BEGIN Quoted text
However, an engineering
impact study was required, and these are typically costly.
Moreover, external relays were demanded; and N-M even went
on to require extensive testing by an independent lab in order
to affirm that the G-60’s waveforms under various conditions
would meet the utility’s standards. Ultimately, the testing
lab did certify the performance, Zadeh notes, and N-M gave
permission to run the G-60 in grid parallel.
By contrast with
this experience, though, Zadeh adds, a more recent interconnection
application in Iowa required no engineering impact study;
the local utility company there simply accepted Zadeh’s
model recommendation “on what a utility should do to
accommodate” such a small-scale onsite power source.
“From what they’re now telling us,” he says,
“it really doesn’t require an engineering process
to implement this. And we agree. There’s nothing to it.”
END Quoted text
BEGIN Data section
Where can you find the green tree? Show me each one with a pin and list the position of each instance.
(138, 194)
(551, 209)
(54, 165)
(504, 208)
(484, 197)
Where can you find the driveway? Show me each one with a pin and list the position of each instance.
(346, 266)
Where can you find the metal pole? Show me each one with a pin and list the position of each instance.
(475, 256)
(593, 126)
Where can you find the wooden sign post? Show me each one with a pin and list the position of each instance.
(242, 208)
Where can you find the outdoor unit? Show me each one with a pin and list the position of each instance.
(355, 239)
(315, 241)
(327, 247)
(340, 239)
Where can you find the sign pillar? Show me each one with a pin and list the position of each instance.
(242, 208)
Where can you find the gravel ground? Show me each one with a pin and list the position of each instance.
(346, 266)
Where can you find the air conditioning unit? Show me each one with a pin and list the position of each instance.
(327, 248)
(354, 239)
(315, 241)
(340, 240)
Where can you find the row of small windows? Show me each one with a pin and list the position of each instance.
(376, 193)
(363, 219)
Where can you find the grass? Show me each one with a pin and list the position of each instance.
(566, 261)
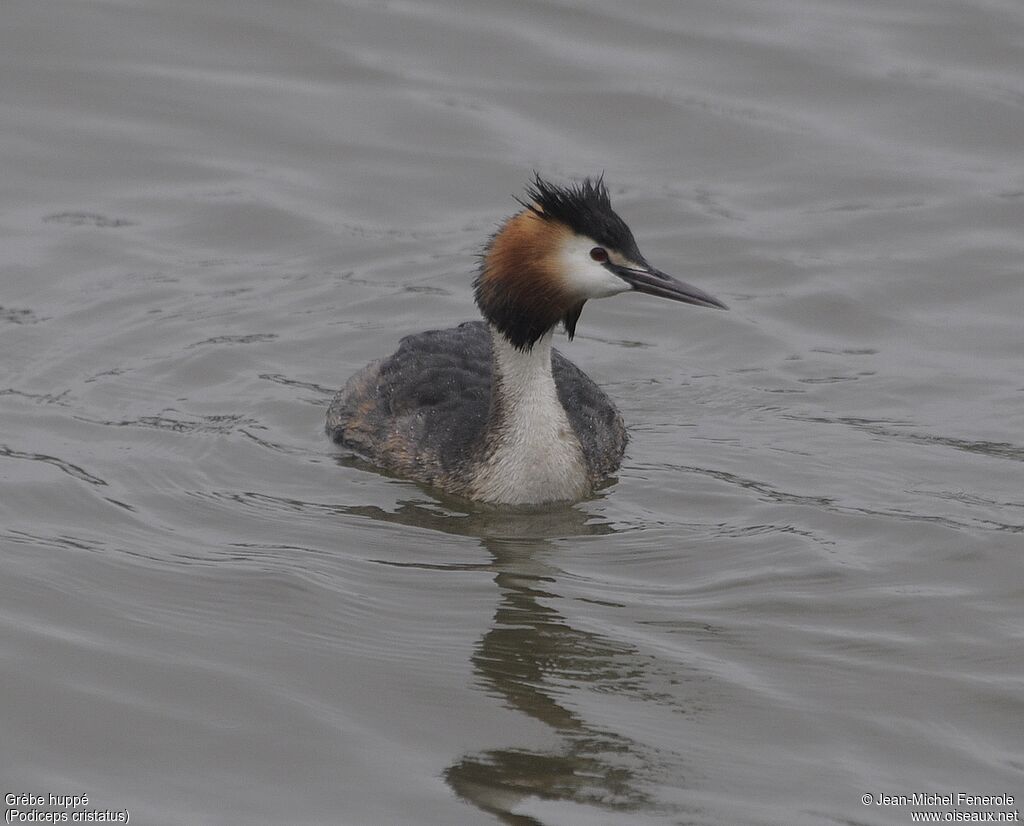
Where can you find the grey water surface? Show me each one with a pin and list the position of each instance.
(807, 582)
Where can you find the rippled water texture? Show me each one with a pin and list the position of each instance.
(806, 583)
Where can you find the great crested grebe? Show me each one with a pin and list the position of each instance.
(487, 409)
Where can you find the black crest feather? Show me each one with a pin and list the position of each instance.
(586, 209)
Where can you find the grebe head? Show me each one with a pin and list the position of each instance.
(566, 246)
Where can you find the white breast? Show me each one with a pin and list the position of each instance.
(536, 457)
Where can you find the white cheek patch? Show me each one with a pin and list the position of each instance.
(584, 275)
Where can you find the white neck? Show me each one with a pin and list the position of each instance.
(532, 453)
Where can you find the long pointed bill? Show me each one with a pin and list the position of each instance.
(655, 283)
END Data section
*Exercises:*
1) From the passage on connecting the G-60 to the grid, extract verbatim the stretch that opens with the words containing "However, an engineering" and closes with "in grid parallel.".
2) How might the passage on connecting the G-60 to the grid go on from its last sentence? Continue it.

*Final results:*
1)
However, an engineering
impact study was required, and these are typically costly.
Moreover, external relays were demanded; and N-M even went
on to require extensive testing by an independent lab in order
to affirm that the G-60’s waveforms under various conditions
would meet the utility’s standards. Ultimately, the testing
lab did certify the performance, Zadeh notes, and N-M gave
permission to run the G-60 in grid parallel.

2)
Similarly, the
Hooligan’s project encountered a wary reception from
code-enforcing and permitting organizations. To their eyes
the G-60 was new, unusual, and unlisted hardware. Naturally,
they had to “kick the tires,” i.e., it had to be
vetted for safety and fire hazards. In order for Zadeh to
obtain an electrical permit, he had to do some considerable
explaining of heat-and-power cogeneration.
On this point he
notes that installation number two, done at a dairy farm in
Hudson, MI, took much less effort than the first; in fact,
the approval “took less than a day.” Installation
site three, in Marshalltown, IA (detailed later in this article)
in late 2004, also encountered almost painless permitting.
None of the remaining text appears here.